● **PAGE**
▽

With that, we have almost the whole movie figured out, and we haven't even gotten to any karate yet.  We recognized Eisenberg, so we know that Casey's the character we're actually supposed to be interested in, and that the film (presumably) must be interested in; and in the faint dreaminess of the camera move and the cinematography, it has to have taken on Casey's own subjectivity.  And this means that that camera move was, in a sense, motivated by Casey himself, who feels (and perhaps is) weak and unworthy, persecuted and put-upon by random acts of humiliation and violence that he believes, deep down, he deserves.  It is also funny, in a cruel way that you probably ought to feel uncomfortable with laughing at, because it makes you the bully; but as Self-Defense is about comic self-loathing and the lengths to which this will drive Casey, this is something else that you need to know about it, and you need to know it right off the bat.

I don't think Self-Defense ever gets more rigorous and flawless than those first few shots and cuts, and there are enough quibbles—mostly matters of what I'd call calibration, which might just be a synonym for "taste"—that I'm not willing to declare it perfect.  But director Riley Stearns keeps it reasonably rigorous; its screenplay, also by Stearns, is mechanically flawless, almost every single small detail and throwaway joke in it taking on some essential role eventually.  Maybe it's not always as invisible about it as it presents itself.  (I figured out the "twist" in almost the very moment it set it up, and indeed I suspect that's what the movie wants, intending to reward you for clearing the low bar of being cleverer than our hero.)  But sometimes the plot comes together in ways you never saw coming, as an early bit of what looks like nothing but amusing (and sledgehammer-subtle) social commentary turns out to have been an impressive sleight of hand, revealing itself over an hour and a half later as crucial to the resolution of a shocking, satisfying, and (in this case) very perfect climax.  I think you get so used to movies that are full of extraneous stuff that it's downright blindsiding when one has a script where everything actually matters.

△

● **DIRECTION A**
According to the review, why ought a viewer to feel uncomfortable laughing at the cruel humor of the opening shots?
● **DIRECTION B**
Report each line of the rows that includes the string "tree". Matching is case-sensitive.

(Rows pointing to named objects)
▽

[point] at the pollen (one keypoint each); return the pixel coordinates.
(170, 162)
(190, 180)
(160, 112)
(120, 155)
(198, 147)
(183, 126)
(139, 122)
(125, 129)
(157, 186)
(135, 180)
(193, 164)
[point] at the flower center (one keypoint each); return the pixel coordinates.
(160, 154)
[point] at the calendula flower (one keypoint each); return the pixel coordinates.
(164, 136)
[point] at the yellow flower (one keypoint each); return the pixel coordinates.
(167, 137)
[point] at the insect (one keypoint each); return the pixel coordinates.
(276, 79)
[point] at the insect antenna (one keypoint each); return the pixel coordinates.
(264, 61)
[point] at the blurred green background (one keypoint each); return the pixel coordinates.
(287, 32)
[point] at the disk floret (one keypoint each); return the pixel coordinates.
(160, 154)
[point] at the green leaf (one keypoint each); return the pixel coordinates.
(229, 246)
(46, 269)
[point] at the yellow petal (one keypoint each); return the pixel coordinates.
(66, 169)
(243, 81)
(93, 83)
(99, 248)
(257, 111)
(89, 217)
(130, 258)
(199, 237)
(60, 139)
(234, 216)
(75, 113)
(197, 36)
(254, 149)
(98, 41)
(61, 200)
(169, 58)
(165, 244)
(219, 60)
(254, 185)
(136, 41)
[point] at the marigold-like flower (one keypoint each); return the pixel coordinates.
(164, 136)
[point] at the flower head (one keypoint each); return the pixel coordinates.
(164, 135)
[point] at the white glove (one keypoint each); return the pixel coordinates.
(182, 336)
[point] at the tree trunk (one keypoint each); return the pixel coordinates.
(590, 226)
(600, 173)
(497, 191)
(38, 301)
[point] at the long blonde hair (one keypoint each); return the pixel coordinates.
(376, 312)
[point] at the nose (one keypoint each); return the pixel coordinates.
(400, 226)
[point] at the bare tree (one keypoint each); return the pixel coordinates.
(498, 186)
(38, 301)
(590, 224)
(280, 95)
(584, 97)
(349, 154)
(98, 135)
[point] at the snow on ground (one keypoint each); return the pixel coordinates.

△

● **CORRECT OUTPUT A**
The review states that laughing at it makes the viewer the bully. The humor comes from the humiliation and violence inflicted on Casey.

● **CORRECT OUTPUT B**
[point] at the tree trunk (one keypoint each); return the pixel coordinates.
[point] at the bare tree (one keypoint each); return the pixel coordinates.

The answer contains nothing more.